## WRITTEN PROBLEM 1
Do the following statements agree with the Belmont Stakes preview? Answer yes or no for each, quoting the deciding words from the text. (a) Commanding Curve drew post 4 for the Belmont. (b) Samraat is trained by Dallas Stewart. (c) Pleasant Colony won the Belmont in 1981.

## TEXT EXCERPT
+===+

Pleasant Colony won the Derby and Preakness in 1981 for Evans' father, Thomas Mellon Evans, but fell short in the Belmont behind Summing.
"It was very quiet here (at Belmont Park) when he lost," Evans said of the '81 Belmont. "Hopefully we can make up for that. I'm all for a Triple Crown winner and I love California Chrome, but we like our horse, too."
Commanding Curve, a closing second in the Derby at 37-1, drew post 4 for the Belmont. West Point Thoroughbreds' son of Master Command, rallied from 18th at Churchill Downs under Shaun Bridgmohan, who will be aboard Saturday. He is listed as a 15-1 shot on the morning line.
"I think it's good; kind of right in the middle of the racetrack so he should be fine," said trainer Dallas Stewart. "This horse came out of the Derby great; he never seems to get tired, so he's had three works since the Derby. They've all been very good works. He's doing great. He's eating well. He's a very sound horse and we're very happy and proud to be here."
Stewart is not overly concerned with Commanding Curve's late-running tactics.
"We've got such a great rider in Shaun Bridgmohan," he said. "I'm sure he'll stay in touch with the race and he's got a lot of confidence in the horse, so I'm going to put it in his hands and we're going to see but it's going to be a great race. The Triple Crown on the line...a lot of excitement, so I hope we get a big crowd."
Samraat, bred and owned by Len Riggio's My Meadowview Farms and trained by Rick Violette Jr., drew post 7 for the 12-furlong Belmont. The New York-bred son of the late Noble Causeway trains at Aqueduct Racetrack and was vanned over to Belmont just in advance of the draw. The dark bay or brown colt worked a mile in 1:47.55 May 31. The Withers and Gotham (both gr. III) stakes winner was second behind Wicked Strong in the Wood and was fifth in the Kentucky Derby.

+===+

Rows of labeled points:
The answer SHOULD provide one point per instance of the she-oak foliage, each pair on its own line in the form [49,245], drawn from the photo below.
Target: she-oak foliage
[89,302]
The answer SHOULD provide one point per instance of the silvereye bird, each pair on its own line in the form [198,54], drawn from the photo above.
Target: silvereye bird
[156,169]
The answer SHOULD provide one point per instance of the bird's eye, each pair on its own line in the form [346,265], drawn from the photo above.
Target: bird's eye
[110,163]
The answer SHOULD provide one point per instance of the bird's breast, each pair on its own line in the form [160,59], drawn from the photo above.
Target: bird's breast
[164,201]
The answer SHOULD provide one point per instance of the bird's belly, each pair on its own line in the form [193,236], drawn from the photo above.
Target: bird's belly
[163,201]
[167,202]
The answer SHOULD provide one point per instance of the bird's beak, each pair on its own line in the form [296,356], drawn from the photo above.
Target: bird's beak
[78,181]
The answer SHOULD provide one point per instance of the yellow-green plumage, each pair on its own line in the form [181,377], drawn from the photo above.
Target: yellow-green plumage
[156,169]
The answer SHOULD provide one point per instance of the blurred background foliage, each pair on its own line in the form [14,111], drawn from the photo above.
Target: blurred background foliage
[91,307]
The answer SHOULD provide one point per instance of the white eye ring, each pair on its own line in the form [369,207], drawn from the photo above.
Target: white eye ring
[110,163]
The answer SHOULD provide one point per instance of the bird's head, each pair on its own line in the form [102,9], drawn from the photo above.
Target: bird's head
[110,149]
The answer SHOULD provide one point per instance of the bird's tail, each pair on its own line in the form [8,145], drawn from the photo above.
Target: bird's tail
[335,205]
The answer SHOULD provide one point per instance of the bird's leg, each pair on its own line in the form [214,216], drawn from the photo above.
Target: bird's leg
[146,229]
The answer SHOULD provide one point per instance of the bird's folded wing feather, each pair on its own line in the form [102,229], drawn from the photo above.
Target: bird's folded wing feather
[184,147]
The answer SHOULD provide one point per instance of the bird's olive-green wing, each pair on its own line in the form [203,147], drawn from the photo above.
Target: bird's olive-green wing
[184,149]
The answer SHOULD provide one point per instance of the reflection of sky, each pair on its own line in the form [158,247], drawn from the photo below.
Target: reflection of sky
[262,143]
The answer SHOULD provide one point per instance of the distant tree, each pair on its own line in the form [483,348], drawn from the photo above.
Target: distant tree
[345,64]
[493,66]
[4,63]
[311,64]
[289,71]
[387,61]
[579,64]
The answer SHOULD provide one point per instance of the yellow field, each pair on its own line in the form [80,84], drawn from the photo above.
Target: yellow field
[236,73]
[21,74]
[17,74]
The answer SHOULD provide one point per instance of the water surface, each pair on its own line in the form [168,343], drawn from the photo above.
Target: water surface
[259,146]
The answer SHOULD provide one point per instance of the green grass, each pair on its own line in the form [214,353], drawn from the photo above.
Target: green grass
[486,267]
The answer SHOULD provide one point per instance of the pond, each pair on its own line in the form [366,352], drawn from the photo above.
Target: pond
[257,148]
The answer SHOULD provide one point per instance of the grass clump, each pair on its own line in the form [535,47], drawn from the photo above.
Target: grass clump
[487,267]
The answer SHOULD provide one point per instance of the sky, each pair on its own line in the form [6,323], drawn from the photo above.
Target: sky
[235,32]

+===+

## WRITTEN PROBLEM 2
Could you write out the rows again, starting with the row that contains "[366,352], drawn from the photo above." and going on through the last row, with 40 added to every coordinate in the answers?

## FINISHED ANSWER 1
(a) Yes: "Commanding Curve, a closing second in the Derby at 37-1, drew post 4 for the Belmont."
(b) No: "trained by Rick Violette Jr."
(c) No: "but fell short in the Belmont behind Summing."

## FINISHED ANSWER 2
The answer SHOULD provide one point per instance of the pond, each pair on its own line in the form [366,352], drawn from the photo above.
Target: pond
[297,188]
The answer SHOULD provide one point per instance of the grass clump, each pair on its own line in the form [535,47], drawn from the photo above.
Target: grass clump
[527,307]
The answer SHOULD provide one point per instance of the sky, each pair on its own line in the form [6,323], drawn from the photo above.
Target: sky
[275,72]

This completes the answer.